= TEXT EXCERPT =
The GeForce RTX 4060 Ti has a specific niche, and in that niche it does very well. There is a groundswell of new tech coming to market lately, and not everyone is ready to take advantage. PCIe 5.0 NVMe drives, new power delivery cables and PSUs, and fresh generations of processors, boards, and more. Not everyone is ready to upgrade though, meaning the objective becomes more about maximizing your return on investment rather than just having the biggest and brightest. While the reception on the 4060 and 4060 Ti has been a bit icy in some circles, I felt differently about the RTX 4060 Ti Founders Edition in my review, recognizing that the price does feel a touch higher than it should be, and the 8GB of RAM is too big a cut, but that the performance is solid, especially when linked up with DLSS 2.0 and even more so when the titles take advantage of DLSS 3.
Recently I’ve gotten my hands on the PNY GeForce RTX 4060 Ti Verto (that’s the model with dual fans), wanting to get a look at what changes the 3rd party manufacturer might bring to this reference architecture. Let’s dig into the hardware.
The first thing I noticed is that the hardware under the hood is precisely the same as the Founder’s Edition. That is to say, 4352 Cuda cores, 48 ROPs, 2535 boost clock, 2250 memory clock, and 8 GB of DDR6 RAM, running on the Ada Lovelace AD106 architecture. Let’s dig into those specs and see what each of those hardware pieces mean.
SIZE, WIDTH, AND POWER:
Like the last few cards we’ve reviewed, the RTX 4060 Ti is back to taking up just two slots in your machine. This means it will fit nicely into a far smaller case than some of its bigger brothers. Ditching the pass-through fin design of the GeForce FE cards, PNY has shifted back to a twin-fan aluminum stack traditional airflow approach. Ultimately, the card is low enough power draw that it doesn’t generate the same sort of heat, meaning the dual fans and basic fin design is more than adequate to the task. The PNY card also slims back to a single-power basic 8-pin PCIe power connector – no special adapter required. Another area where we see a major difference is the move to a PCIe Gen 4×8 interface instead of x16 as this card won’t push enough speed to take full advantage of a wider interface. For connectivity, the card has three DisplayPort 1.4a ports and one HDMI 2.1a connector, providing flexibility for whichever setup you have. Beyond these differences, we’ll need to get into measurements to find the differentiators, but before that let’s look closer at the components.

= ROWS =
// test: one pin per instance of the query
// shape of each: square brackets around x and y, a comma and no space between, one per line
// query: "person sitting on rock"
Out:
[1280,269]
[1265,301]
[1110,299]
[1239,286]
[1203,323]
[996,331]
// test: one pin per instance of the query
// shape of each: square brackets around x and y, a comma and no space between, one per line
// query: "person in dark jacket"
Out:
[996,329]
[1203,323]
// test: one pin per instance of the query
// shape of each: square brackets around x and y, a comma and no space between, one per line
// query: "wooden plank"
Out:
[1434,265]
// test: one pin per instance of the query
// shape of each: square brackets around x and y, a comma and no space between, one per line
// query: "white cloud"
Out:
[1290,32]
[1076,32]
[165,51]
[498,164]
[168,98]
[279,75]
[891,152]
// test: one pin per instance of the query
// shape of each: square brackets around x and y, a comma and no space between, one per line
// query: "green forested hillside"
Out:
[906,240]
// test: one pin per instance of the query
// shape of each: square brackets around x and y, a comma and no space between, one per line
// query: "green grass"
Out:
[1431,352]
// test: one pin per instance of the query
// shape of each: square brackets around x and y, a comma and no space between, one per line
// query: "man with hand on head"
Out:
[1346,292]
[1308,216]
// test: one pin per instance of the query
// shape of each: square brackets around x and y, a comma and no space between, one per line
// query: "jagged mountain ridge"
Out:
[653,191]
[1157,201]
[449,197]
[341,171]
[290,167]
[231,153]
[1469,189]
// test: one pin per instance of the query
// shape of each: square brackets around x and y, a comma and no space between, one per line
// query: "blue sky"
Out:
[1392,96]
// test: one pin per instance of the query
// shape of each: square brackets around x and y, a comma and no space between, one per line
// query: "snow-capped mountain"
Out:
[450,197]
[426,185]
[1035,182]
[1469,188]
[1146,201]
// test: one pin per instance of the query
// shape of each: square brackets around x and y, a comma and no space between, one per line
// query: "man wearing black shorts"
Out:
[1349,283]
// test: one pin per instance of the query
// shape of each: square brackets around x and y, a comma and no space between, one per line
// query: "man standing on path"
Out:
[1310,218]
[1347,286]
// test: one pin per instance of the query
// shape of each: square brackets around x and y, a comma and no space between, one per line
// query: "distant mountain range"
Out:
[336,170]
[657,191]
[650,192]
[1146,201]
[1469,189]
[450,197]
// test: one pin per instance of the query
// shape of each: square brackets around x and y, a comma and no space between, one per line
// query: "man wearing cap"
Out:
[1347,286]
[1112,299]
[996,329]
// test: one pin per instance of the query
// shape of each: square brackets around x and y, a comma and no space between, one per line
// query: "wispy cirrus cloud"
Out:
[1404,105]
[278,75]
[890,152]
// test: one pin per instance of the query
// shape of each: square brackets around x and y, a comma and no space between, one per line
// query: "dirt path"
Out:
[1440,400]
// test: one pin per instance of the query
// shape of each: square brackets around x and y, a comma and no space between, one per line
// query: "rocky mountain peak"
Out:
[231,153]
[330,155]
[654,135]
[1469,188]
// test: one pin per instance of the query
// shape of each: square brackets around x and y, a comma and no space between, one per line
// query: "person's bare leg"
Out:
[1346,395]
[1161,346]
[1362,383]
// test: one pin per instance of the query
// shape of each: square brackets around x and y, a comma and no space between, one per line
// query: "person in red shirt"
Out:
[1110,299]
==
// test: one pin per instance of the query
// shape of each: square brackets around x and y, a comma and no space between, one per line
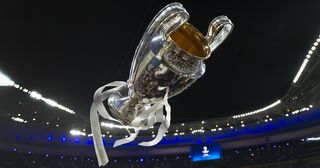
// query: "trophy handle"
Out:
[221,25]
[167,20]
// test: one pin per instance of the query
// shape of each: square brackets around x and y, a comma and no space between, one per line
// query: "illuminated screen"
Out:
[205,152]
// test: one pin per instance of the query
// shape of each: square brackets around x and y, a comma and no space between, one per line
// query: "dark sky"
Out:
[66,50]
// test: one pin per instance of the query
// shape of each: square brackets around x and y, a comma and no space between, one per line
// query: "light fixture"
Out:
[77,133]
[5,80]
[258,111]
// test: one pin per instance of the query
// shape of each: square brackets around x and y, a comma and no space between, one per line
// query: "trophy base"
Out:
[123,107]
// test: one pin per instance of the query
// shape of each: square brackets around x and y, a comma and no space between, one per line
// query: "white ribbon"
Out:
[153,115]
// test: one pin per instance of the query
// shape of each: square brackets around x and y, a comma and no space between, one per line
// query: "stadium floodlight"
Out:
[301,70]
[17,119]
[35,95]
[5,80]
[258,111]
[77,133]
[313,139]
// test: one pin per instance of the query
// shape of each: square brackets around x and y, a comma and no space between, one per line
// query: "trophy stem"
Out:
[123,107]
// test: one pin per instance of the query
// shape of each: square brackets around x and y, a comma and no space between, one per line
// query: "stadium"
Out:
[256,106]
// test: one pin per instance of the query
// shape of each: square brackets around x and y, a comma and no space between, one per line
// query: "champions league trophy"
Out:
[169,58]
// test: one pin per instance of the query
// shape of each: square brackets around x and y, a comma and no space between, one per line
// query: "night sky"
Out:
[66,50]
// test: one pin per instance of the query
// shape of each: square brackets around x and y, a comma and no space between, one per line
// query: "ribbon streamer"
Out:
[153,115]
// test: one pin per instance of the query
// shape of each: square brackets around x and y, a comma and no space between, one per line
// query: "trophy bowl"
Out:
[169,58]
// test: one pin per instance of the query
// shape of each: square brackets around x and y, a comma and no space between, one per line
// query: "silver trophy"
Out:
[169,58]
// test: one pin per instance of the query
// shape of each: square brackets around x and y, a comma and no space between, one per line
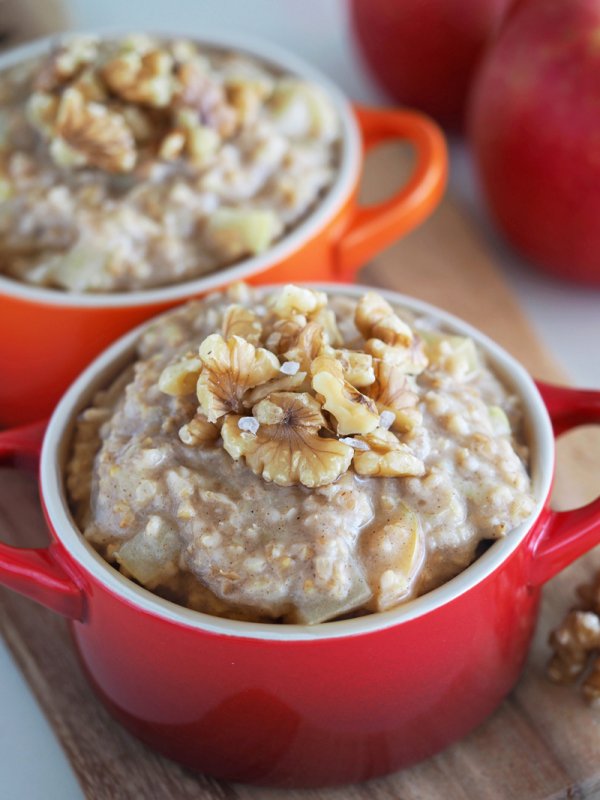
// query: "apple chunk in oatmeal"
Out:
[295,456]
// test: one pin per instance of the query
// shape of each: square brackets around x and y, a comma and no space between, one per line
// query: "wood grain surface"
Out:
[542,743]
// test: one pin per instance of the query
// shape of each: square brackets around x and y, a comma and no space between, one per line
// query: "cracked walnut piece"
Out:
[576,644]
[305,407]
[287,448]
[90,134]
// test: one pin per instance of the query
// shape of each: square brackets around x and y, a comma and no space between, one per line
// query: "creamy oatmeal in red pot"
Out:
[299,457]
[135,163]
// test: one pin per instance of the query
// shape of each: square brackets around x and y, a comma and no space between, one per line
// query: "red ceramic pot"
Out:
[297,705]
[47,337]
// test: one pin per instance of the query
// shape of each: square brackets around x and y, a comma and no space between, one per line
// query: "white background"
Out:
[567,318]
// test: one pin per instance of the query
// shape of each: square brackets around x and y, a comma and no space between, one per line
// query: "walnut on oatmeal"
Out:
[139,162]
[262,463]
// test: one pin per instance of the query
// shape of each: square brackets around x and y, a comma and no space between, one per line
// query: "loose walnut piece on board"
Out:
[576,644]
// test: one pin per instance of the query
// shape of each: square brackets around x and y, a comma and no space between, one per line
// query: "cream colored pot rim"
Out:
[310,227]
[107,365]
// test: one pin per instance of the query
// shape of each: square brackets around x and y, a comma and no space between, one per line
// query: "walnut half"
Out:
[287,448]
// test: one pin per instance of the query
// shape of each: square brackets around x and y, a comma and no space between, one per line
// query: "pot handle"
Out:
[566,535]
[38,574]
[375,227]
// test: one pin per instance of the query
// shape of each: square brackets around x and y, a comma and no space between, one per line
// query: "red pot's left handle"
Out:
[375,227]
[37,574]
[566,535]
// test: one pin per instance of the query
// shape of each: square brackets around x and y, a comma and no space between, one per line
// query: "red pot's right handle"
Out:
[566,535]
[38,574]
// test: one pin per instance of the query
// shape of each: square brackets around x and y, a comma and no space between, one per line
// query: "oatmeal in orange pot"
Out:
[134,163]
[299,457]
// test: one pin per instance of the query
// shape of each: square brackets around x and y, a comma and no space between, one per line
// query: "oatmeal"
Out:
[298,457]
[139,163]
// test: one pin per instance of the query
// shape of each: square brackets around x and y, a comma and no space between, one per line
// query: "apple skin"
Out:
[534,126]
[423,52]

= SET TASKS =
A. Answer these from the graphics card review, one line each:
(i) What does the reviewer call too big a cut on the RTX 4060 Ti Founders Edition?
(ii) How many CUDA cores does the PNY GeForce RTX 4060 Ti Verto have?
(iii) What display outputs does the PNY card provide?
B. Write the next part of the graphics card review, picking up after its final sentence.

= EXERCISE RESPONSES =
A.
(i) The 8GB of RAM.
(ii) 4352.
(iii) Three DisplayPort 1.4a ports and one HDMI 2.1a connector.

B.
CUDA CORES:
Back in 2007, NVIDIA introduced a parallel processing core unit called the CUDA, or Compute Unified Device Architecture. In the simplest of terms, these CUDA cores can process and stream graphics. The data is pushed through SMs, or Streaming Multiprocessors, which feed the CUDA cores in parallel through the cache memory. As the CUDA cores receive this mountain of data, they individually grab and process each instruction and divide it up amongst themselves. The RTX 2080 Ti, as powerful as it was, had 4,352 cores. The GeForce RTX 4070 arrived with 5,888 CUDA cores, with the RTX 4060 Ti getting a slight haircut at 4352. It’d be easy to point at the 2080 Ti and say “same cores, same performance”, but that’d be wildly inaccurate. The RTX 2080 Ti could deliver 26.9 TFlops of floating point performance, where the current-generation cores in the RTX 4060 Ti comes in at 22 FP32 Shader TFLOPS of power. What gives, right? Well, we are comparing a flagship card that shipped for $999 at launch (2080 Ti) with a card that retails for $399. Hardly a fair comparison, but one that bears distinction as it showcases just how far we’ve come in terms of power for performance. If we compare it to the RTX 3060 Ti (also a $399 launch price) it puts that card to shame at just 16 TFlops of compute and shading power, even with slightly more cores (4864 for the 3060 Ti).
Since the launch of the 4000 series of cards we’ve seen time and again that this newest iteration of technologies combined are resulting in a staggering framerate improvement when combined with the latest DLSS technology. As we have this entire generation, we’ll be showcasing the raw power of the card, as well as the effect of DLSS on framerate. Let’s talk about components before we get into those benchmarks.
WHAT IS A TENSOR CORE?
Here’s another example of “but why do I need it?” within GPU architecture – the Tensor Core. This technology from NVIDIA had seen wider use in high performance supercomputing and data centers before finally arriving on consumer-focused cards with the latter and more powerful 2000 series cards. Now, with the RTX 40-series, we have the fourth generation of these processors. For frame of reference, the 2080 Ti had 240 second-gen Tensor cores, the 3080 Ti provided 320, with the 3090 shipping with 328. The new 4090 ships with 544 Tensor Cores, the RTX 4080 has 304, the RTX 4070 has 184, and now the 4060 Ti has 126 4th generation Tensor Cores. Using that 3060 Ti for comparison, that card had 152 of them, but obviously of the prior generation. Let’s put a pin in that thought until we perform some measurements. So what does a Tensor core do?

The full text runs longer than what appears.